San Josemaría en una tertulia año 1972 en Madrid: Los niños y la vida de piedad

Hemos de ser piadosos como niños, porque los niños son sencillos, y fácilmente piadosos, al ser la piedad obra del corazón más que de difíciles razonamientos y de atención fatigosa. Y nosotros, delante de Dios, somos muy pequeños, muy niños. Y, además de niño, eres hijo de Dios. –No lo olvides. Por eso es justo que queramos tratar a Dios como niños, y balbucir con el profeta Jeremías: A, a, a, Señor Dios, he aquí que no sé hablar, pues soy un niño. Llegamos a la presencia de Nuestro Señor no sabiendo siquiera qué hemos de pedir en nuestras oraciones, ni cómo conviene hacerlo; pero es el mismo Espíritu de adopción el que ayuda a nuestra flaqueza, y clama desde nuestro corazón con gemidos inenarrables. Pero aquél que penetra a fondo los corazones, conoce bien qué es lo que desea el Espíritu.
Un padre ama entrañablemente, y como por necesidad a su hijito. Sabe lo que le hace falta, conoce sus inclinaciones; prevé con amorosa providencia los peligros; lo lleva de la mano cuando el niño da con dificultad sus primeros pasos. Y el pequeño, que apenas razona todavía, se siente protegido y seguro, y se abandona en los fuertes brazos de su padre. La piedad produce este abandono; la piedad fortalece la esperanza, la certeza de llegar a buen término, y da la paz y la alegría sencilla en esta vida. Porque la piedad es útil para todo, pues trae consigo la promesa de la vida presente y de la futura.
Por eso decimos que la piedad es fundamentalmente una tarea del corazón. Y el Padre nos urge a una vida de piedad honda y sincera, cuando nos pide que metamos a Cristo en nuestros corazones.

▶ EXTRACTOS DE DATOS:
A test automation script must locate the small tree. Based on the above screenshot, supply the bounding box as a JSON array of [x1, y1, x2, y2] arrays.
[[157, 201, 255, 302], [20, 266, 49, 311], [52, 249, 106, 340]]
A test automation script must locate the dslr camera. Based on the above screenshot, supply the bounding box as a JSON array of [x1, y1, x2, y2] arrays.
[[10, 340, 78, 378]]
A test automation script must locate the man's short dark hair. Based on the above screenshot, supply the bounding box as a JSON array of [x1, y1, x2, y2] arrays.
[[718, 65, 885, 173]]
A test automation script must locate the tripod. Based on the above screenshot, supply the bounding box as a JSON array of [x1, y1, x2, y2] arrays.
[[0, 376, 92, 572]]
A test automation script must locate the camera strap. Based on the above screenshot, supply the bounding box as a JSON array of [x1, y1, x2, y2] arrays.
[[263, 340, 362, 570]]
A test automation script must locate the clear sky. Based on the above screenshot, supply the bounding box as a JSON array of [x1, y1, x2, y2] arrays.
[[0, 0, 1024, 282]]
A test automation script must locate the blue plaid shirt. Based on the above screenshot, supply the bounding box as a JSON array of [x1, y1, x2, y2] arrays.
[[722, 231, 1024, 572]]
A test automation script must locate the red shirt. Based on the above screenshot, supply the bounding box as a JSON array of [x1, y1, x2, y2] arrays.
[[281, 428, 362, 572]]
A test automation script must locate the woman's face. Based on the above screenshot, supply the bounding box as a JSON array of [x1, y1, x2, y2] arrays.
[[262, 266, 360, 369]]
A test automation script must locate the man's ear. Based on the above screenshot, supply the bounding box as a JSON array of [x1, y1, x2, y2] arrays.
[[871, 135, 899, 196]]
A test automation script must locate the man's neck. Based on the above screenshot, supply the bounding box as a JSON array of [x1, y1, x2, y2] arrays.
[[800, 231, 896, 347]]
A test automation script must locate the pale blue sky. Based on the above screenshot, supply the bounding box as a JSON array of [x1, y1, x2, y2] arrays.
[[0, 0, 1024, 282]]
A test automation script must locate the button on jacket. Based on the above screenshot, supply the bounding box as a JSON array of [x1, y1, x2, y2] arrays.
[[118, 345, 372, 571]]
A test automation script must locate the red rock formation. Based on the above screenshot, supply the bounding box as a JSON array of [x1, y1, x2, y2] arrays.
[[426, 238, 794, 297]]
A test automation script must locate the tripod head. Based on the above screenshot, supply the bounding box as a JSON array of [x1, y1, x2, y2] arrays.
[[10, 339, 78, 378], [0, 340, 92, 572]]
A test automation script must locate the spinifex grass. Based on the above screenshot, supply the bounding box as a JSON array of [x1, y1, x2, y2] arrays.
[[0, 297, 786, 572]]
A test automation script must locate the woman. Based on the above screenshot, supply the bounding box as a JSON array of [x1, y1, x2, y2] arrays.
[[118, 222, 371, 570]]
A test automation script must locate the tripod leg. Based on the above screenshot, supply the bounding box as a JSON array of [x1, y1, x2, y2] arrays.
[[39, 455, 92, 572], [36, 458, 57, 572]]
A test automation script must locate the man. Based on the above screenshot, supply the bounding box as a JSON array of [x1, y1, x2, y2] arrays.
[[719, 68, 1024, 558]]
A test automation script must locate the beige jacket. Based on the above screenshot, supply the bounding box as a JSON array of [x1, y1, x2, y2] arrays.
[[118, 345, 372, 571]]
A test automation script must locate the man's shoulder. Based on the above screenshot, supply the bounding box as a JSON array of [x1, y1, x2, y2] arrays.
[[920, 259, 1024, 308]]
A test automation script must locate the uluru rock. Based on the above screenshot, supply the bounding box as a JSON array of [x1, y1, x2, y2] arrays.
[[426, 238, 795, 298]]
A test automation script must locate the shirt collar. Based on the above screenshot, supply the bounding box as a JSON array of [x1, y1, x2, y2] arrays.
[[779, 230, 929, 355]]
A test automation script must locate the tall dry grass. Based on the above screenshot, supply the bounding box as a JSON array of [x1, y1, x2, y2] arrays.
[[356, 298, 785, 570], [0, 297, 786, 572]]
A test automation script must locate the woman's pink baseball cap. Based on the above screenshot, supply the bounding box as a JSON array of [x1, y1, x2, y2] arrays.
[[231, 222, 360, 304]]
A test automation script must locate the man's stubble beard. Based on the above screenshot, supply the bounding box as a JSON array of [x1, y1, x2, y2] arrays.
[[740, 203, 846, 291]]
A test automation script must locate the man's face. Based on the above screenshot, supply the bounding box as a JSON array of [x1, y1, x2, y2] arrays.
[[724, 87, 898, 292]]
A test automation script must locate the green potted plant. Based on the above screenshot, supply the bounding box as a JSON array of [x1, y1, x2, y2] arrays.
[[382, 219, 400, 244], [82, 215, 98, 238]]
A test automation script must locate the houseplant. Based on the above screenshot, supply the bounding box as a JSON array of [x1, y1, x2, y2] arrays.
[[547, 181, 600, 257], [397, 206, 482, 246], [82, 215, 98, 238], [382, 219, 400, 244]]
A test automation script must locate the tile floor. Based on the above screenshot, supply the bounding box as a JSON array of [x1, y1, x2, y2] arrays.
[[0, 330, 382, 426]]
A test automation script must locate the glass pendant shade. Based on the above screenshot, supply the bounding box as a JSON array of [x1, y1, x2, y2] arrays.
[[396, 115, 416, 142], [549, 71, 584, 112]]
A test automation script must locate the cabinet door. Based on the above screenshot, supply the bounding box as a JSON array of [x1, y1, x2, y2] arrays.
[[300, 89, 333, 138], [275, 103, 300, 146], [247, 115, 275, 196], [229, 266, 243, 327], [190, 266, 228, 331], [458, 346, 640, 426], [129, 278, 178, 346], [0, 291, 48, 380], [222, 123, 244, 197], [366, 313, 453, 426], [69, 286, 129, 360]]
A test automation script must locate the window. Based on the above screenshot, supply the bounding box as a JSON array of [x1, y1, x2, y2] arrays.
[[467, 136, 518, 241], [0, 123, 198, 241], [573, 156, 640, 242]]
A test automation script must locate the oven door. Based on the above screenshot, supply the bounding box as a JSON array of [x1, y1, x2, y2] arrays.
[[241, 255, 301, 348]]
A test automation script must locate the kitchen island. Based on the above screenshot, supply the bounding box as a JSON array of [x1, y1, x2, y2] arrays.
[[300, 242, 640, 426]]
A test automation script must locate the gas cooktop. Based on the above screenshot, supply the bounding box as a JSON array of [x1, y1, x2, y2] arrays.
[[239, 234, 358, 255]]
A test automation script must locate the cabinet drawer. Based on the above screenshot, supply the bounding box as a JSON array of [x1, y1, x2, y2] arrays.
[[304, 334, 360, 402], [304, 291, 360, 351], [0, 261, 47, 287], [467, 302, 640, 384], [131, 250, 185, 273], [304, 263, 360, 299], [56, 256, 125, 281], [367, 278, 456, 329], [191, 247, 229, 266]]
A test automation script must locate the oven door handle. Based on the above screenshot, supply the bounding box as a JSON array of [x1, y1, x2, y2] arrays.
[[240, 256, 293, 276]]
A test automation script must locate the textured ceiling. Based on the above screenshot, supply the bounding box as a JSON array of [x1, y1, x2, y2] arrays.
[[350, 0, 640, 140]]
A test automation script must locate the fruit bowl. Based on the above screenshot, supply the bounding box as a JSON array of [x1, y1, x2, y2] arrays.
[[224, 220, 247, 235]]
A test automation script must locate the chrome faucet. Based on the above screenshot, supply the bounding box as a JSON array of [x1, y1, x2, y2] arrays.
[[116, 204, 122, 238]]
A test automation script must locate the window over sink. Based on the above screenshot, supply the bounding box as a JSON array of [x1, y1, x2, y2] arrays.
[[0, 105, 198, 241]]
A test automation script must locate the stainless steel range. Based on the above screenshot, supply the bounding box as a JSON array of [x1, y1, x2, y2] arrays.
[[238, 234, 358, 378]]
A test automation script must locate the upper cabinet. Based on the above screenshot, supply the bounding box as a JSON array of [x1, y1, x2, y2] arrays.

▶ TAREAS:
a - Según el fragmento sobre la piedad, ¿por qué los niños son fácilmente piadosos?
b - Copia literalmente el pasaje del fragmento sobre la piedad que comienza en las palabras "Por eso decimos" y termina con las palabras "en nuestros corazones.".

▶ RESPUESTAS ESPERADAS:
a - Porque la piedad es obra del corazón más que de difíciles razonamientos y de atención fatigosa.

b -
Por eso decimos que la piedad es fundamentalmente una tarea del corazón. Y el Padre nos urge a una vida de piedad honda y sincera, cuando nos pide que metamos a Cristo en nuestros corazones.